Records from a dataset
========

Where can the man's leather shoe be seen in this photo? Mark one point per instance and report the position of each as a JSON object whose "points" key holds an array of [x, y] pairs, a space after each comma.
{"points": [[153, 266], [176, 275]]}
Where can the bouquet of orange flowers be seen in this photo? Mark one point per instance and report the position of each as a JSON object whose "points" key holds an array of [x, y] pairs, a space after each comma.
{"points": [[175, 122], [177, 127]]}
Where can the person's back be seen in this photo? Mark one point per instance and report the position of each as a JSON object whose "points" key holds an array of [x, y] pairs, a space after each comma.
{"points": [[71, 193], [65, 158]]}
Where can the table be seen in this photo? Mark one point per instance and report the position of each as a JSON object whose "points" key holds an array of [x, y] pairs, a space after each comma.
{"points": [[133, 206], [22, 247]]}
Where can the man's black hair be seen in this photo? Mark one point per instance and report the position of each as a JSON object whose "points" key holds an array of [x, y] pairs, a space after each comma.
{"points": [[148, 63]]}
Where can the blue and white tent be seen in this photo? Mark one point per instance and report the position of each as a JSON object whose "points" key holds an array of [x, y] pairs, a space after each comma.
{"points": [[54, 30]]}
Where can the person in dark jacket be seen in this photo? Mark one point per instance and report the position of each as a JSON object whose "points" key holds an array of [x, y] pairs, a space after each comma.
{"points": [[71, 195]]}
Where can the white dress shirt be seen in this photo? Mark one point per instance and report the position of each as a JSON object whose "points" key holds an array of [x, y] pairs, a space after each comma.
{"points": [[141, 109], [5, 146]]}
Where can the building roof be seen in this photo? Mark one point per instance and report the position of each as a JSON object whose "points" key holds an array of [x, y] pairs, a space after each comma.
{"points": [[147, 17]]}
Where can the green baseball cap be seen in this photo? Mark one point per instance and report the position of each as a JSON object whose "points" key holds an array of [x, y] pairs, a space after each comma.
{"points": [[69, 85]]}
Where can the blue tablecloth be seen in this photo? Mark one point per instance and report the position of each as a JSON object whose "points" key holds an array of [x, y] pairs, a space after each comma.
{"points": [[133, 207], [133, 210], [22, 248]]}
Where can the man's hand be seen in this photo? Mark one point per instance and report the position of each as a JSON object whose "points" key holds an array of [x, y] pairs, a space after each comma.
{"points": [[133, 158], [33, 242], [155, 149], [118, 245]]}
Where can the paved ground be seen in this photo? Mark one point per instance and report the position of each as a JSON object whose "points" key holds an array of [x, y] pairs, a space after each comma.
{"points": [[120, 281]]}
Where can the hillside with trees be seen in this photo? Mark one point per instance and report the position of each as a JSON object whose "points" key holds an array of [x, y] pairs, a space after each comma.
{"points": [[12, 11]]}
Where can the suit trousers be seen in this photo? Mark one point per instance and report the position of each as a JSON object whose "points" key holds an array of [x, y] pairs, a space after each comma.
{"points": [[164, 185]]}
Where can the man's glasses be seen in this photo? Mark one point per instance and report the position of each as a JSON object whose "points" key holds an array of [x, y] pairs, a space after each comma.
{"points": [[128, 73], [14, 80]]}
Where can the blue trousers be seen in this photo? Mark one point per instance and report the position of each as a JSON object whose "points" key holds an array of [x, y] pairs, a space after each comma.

========

All of the lines above must be returned exactly.

WRITTEN SOLUTION:
Where can the man's leather shoe be seen in this photo? Mark one point per instance and report the position of each as a JSON object whose "points" key holds an array of [x, y] pairs, a space after each comma.
{"points": [[153, 266], [176, 275]]}
Where can the bouquet of orange flowers be seen in this photo? Mark one point per instance and report the position of each as a JSON object whose "points" key holds an array of [x, y] pairs, a space after each comma.
{"points": [[175, 122], [177, 127]]}
Where can the person's back be seen in this photo? Mark one point per instance and report the position of each as a JSON object whose "points" key holds an array of [x, y] pairs, a space after each comma.
{"points": [[71, 193], [65, 158]]}
Where can the table be seen in this photo? Mark one point per instance and report the position of each as a JSON object whose "points" key holds an array of [x, y] pairs, a space after each comma.
{"points": [[133, 206], [22, 247]]}
Where can the man's black hair be seen in this photo? Mark one point per instance and report the position of each as a JSON object whose "points" key holds an array of [x, y] pairs, a space after each comma.
{"points": [[148, 63]]}
Where can the blue and white tent be seen in this photo? Mark one point per instance and report the position of each as a JSON object whose "points" key holds an array of [x, y] pairs, a space after each comma.
{"points": [[54, 30]]}
Where can the person in dark jacket be seen in this photo? Mark one point per instance and report the position of each as a JSON object whose "points" key holds an array of [x, y] pairs, a space after each comma.
{"points": [[71, 195]]}
Where can the white dress shirt be seen in this photo? Mark one point per instance and report the position of each as a JSON object whose "points" key holds an array of [x, y] pairs, a space after each comma.
{"points": [[141, 109], [5, 146]]}
Where can the building roof be seen in this photo? Mark one point per instance and report the position of each as a JSON object whose "points" key holds an array of [x, y] pairs, a space after each comma.
{"points": [[147, 17]]}
Where can the green baseball cap be seen in this photo? Mark one point per instance and report the position of each as a JSON object whose "points" key holds an array of [x, y] pairs, a space after each comma.
{"points": [[69, 85]]}
Where can the blue tablecloth be seen in this photo? Mark one point per instance and report the position of each as a JSON object whose "points" key holds an array of [x, y] pairs, a space after each comma.
{"points": [[133, 207], [133, 210], [22, 248]]}
Where can the man's hand be seen in this photo? Mark one point per instance and report the position of each as a JSON object whose "points" key holds an array of [x, y] pairs, a space after each comma.
{"points": [[133, 158], [33, 242], [155, 149], [118, 245]]}
Where can the paved ground be seen in this photo? Mark one point per instance and report the position of each as a JSON object whose "points" key holds an array of [x, y] pairs, a space after each comma.
{"points": [[120, 281]]}
Where can the hillside with trees be seen in this photo? Mark one point per instance and report the position of each as a JSON object whose "points" key holds an array of [x, y] pairs, a space after each comma.
{"points": [[12, 11]]}
Where can the suit trousers be seen in this photo? Mark one point per instance and report the position of each as a JSON object whose "points" key holds an array of [x, y] pairs, a space after each comma.
{"points": [[164, 185]]}
Where can the man's glasses be seen in this photo? Mark one point per instance and report the position of each as a JSON object whose "points" key holds an array of [x, y] pairs, a space after each comma.
{"points": [[128, 73], [14, 80]]}
Where can the blue trousers be seen in this photo? Mark one point per instance and report the position of each as a JSON object whose "points" key holds an array of [x, y] pairs, a space after each comma.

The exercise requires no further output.